- _Directions_: All the entries below should be reproduced exactly.

- _Dataset entries_:
*** Begin section ***
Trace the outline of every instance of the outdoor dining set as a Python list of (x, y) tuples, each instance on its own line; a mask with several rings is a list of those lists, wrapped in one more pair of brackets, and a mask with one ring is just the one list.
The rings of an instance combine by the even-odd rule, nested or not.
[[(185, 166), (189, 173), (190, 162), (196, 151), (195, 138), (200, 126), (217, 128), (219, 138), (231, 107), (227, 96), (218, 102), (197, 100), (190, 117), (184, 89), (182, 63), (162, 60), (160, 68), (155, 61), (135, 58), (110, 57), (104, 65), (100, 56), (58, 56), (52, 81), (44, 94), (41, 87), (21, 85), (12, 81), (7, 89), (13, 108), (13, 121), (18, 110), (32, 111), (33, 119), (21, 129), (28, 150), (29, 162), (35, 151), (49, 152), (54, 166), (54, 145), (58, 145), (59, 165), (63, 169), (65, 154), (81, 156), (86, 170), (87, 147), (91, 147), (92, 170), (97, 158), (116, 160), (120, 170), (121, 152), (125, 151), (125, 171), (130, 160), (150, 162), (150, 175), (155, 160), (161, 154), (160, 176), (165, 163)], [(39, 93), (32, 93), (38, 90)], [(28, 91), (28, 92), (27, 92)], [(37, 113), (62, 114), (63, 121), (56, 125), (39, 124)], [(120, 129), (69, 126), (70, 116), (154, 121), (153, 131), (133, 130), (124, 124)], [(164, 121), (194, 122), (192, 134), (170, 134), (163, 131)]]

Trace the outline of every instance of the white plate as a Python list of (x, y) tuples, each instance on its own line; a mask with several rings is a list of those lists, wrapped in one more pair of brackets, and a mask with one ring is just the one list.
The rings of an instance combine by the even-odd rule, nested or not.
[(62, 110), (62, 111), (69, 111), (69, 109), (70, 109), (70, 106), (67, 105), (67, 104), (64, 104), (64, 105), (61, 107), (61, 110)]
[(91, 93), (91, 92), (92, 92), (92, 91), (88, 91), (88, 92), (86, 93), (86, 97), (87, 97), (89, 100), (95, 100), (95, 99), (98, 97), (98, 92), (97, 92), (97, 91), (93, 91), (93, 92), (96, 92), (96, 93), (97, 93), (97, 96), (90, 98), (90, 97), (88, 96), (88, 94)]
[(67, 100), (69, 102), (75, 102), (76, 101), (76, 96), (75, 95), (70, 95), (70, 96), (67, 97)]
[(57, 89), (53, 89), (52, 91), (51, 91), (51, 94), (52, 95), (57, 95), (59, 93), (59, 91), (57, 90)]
*** End section ***
- _Result of the task_:
Trace the outline of every instance of the outdoor dining set as a Python list of (x, y) tuples, each instance on its own line; a mask with several rings is a list of those lists, wrapped in one more pair of brackets, and a mask with one ring is just the one list.
The rings of an instance combine by the even-odd rule, nested or not.
[[(185, 166), (189, 173), (190, 162), (196, 151), (195, 138), (200, 126), (217, 128), (219, 138), (231, 107), (227, 96), (218, 102), (197, 100), (190, 117), (184, 89), (182, 63), (162, 60), (160, 68), (155, 61), (135, 58), (110, 57), (104, 65), (100, 56), (58, 56), (52, 81), (44, 94), (41, 87), (21, 85), (12, 81), (7, 89), (13, 108), (13, 121), (18, 110), (32, 111), (33, 119), (21, 129), (28, 150), (29, 162), (35, 151), (49, 152), (54, 166), (54, 145), (58, 145), (59, 165), (63, 169), (65, 154), (81, 156), (86, 170), (87, 147), (91, 147), (92, 170), (97, 158), (116, 160), (120, 170), (121, 152), (125, 151), (125, 171), (130, 160), (150, 162), (150, 175), (155, 160), (161, 154), (160, 176), (165, 163)], [(39, 93), (32, 93), (38, 90)], [(28, 91), (28, 92), (27, 92)], [(37, 113), (62, 114), (63, 121), (56, 125), (39, 124)], [(120, 129), (69, 126), (70, 116), (154, 121), (153, 131), (133, 130), (124, 124)], [(164, 121), (194, 122), (192, 134), (170, 134), (163, 131)]]

Trace the outline of every instance of the white plate as a Python list of (x, y) tuples, each instance on its own line; a mask with several rings is a list of those lists, wrapped in one more pair of brackets, and a mask with one ring is just the one list.
The rings of an instance combine by the even-odd rule, nested or not.
[(62, 110), (62, 111), (69, 111), (69, 109), (70, 109), (70, 106), (67, 105), (67, 104), (64, 104), (64, 105), (61, 107), (61, 110)]
[(91, 93), (91, 92), (92, 92), (92, 91), (88, 91), (88, 92), (86, 93), (86, 97), (87, 97), (89, 100), (95, 100), (95, 99), (98, 97), (98, 92), (97, 92), (97, 91), (93, 91), (93, 92), (96, 92), (96, 93), (97, 93), (97, 96), (90, 98), (90, 97), (88, 96), (88, 94)]
[(67, 100), (69, 102), (75, 102), (76, 101), (76, 96), (75, 95), (70, 95), (70, 96), (67, 97)]
[(57, 89), (53, 89), (52, 91), (51, 91), (51, 94), (52, 95), (57, 95), (59, 93), (59, 91), (57, 90)]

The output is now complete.